• _PROMPT_: Set out the records below as a numbered list, skipping any blank lines and leaving the pictures out.

==== INPUT RECORDS ====

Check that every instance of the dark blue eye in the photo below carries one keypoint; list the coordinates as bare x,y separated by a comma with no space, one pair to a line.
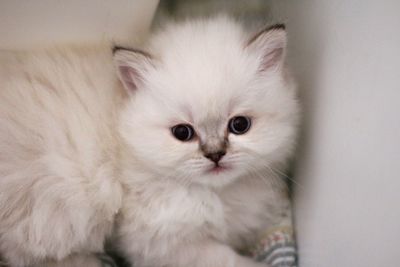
239,125
183,132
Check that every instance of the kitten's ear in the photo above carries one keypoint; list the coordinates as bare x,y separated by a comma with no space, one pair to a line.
270,45
131,66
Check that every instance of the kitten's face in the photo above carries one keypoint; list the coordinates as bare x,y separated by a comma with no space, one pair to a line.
208,117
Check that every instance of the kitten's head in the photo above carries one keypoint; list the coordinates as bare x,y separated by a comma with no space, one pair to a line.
208,103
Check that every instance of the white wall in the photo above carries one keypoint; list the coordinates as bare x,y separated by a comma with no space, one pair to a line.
346,54
26,24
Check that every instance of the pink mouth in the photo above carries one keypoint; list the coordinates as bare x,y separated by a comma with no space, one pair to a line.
218,169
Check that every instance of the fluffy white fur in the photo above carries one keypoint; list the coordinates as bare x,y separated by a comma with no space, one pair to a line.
175,212
76,148
58,179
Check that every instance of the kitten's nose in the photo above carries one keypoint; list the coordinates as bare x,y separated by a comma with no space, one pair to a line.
215,156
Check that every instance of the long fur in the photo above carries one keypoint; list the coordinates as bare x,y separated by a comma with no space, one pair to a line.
77,149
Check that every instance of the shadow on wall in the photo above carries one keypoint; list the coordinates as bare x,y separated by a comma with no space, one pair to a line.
249,11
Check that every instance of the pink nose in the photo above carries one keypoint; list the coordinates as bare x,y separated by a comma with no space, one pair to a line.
215,156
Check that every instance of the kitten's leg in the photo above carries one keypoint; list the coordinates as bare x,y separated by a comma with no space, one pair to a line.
213,254
208,253
76,260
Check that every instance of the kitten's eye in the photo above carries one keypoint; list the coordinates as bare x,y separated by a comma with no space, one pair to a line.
183,132
239,124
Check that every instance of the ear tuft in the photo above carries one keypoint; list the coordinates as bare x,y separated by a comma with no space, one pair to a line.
132,65
270,45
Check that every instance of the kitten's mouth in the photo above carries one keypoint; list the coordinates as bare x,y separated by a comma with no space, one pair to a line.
217,169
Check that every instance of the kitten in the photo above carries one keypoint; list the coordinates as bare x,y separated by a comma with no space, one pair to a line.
184,155
212,115
59,186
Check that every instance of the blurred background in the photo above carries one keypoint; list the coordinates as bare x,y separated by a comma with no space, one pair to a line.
345,55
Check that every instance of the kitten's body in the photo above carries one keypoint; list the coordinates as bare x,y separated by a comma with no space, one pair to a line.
58,184
74,145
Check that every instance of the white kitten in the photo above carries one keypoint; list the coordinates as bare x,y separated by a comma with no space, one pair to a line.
62,161
212,114
58,150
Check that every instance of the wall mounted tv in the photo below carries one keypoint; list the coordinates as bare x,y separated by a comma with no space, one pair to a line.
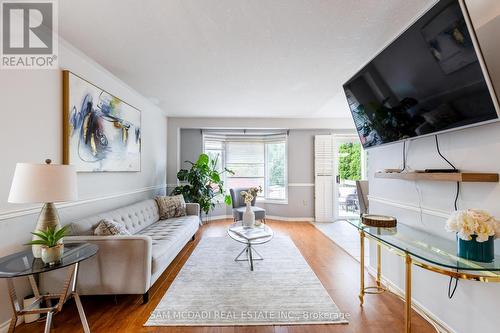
430,79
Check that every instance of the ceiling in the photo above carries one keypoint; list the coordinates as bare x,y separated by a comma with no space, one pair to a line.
236,58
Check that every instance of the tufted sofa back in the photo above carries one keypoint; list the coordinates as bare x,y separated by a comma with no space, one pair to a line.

====

• _EXERCISE RESULT_:
1. Check that every instance of the dark blue eye in the photo below carries one keypoint; list the coordinates as bare x,y separated by a comma with no space, one pair to a line.
2. 239,125
3. 183,132
4. Check that every instance of the kitten's ear in the photo above carries one keypoint; list the coordinates as bare x,y separated by a comma with no space, one pair to a line.
5. 270,45
6. 131,66
7. Check that every instance of the kitten's face in the photo above carries one keypoint; list the coordinates as bare x,y separated by a comma with no space, one pair to a line.
8. 208,117
9. Check that every instance of the kitten's head in the photo above carries one keypoint; list the coordinates as bare x,y separated by a comma with no space, one pair to a line.
10. 208,103
11. Check that every instance of the white wall in the photo above carries one keypoint; list the coordinates as bare x,y separated by a comma with no space, one pair to a line.
12. 346,54
13. 26,24
14. Check that every instance of the pink mouth in the photo above carries one keypoint; list the coordinates as bare x,y separated by a comma with no space, one pair to a line.
15. 218,169
16. Check that every instance of the fluffy white fur in the photo above carries one keypoint; list the coordinates as bare x,y separated by a comma with no space, one pair to a line.
17. 175,212
18. 76,148
19. 58,179
20. Check that every instance of the kitten's nose in the photo above carries one keypoint; list the coordinates as bare x,y separated by a comma with no space, one pair to a line.
21. 215,156
22. Check that every instance of the long fur in the photo above carries one keypoint; list the coordinates as bare x,y separated by a comma with no space, one pair to a line.
23. 77,149
24. Check that every instance of the shadow on wall in the photo above carries one keypoint; list the coordinates as bare x,y separated by a comma with no space, one pair to a line.
25. 249,11
26. Check that every instance of the pink nose in the photo above carries one keypoint; list the coordinates as bare x,y separated by a comma with no space, one pair to a line.
27. 215,156
28. Check that every instance of the kitten's leg in the photo above carries one keypoint; list the coordinates as bare x,y separated by a comma with no space, one pair to a line.
29. 213,254
30. 208,253
31. 76,260
32. Check that every instance of the kitten's eye in the photo above carries one keypoint; list the coordinates as bare x,y separated by a comma with no space, one pair to a line.
33. 183,132
34. 239,124
35. Check that every instance of the ear tuft in the photo above carries one keypoint; list the coordinates as bare x,y separated by a comma with no space, one pair to a line.
36. 132,65
37. 270,45
38. Check that every instance of the kitten's mouth in the photo above carries one keypoint; list the coordinates as bare x,y separated by a comma with no space, one pair to a line.
39. 217,169
40. Check that every instance of the kitten in the photo above carries one keypoint; list the coordinates as bare x,y separated by a comma with no space, one pair to a line.
41. 184,155
42. 212,115
43. 59,186
44. Check that every instance of the blurred background in the photo above carries one keypoint; list the coordinates as bare x,y separated by a comma with no space, one pair to a line.
45. 345,55
46. Check that every instance of the kitten's body in the photo above carries one keypoint; list the coordinates as bare x,y separated by a comma with no space, one pair to a line.
47. 58,184
48. 74,145
49. Check that every instance of the white kitten in the photo above carries one keypoint; list the coordinates as bare x,y separated by a comma with no space, one pair to a line.
50. 62,161
51. 212,114
52. 58,150
53. Check that every instance of the wall mounted tv in the photo below carries one keypoint; list the coordinates as bare x,y separated by a comma with no space, one pair to a line.
54. 430,79
55. Check that every instance of the ceiling in the photo above carries one keypoint; list the coordinates as bare x,y separated by a comma with no space, one pair to a line.
56. 236,58
57. Check that every instance of the tufted sofa back in the photo above carries one keypoint; list the coordinates as bare x,y separated by a comma with no space, one pair to a line.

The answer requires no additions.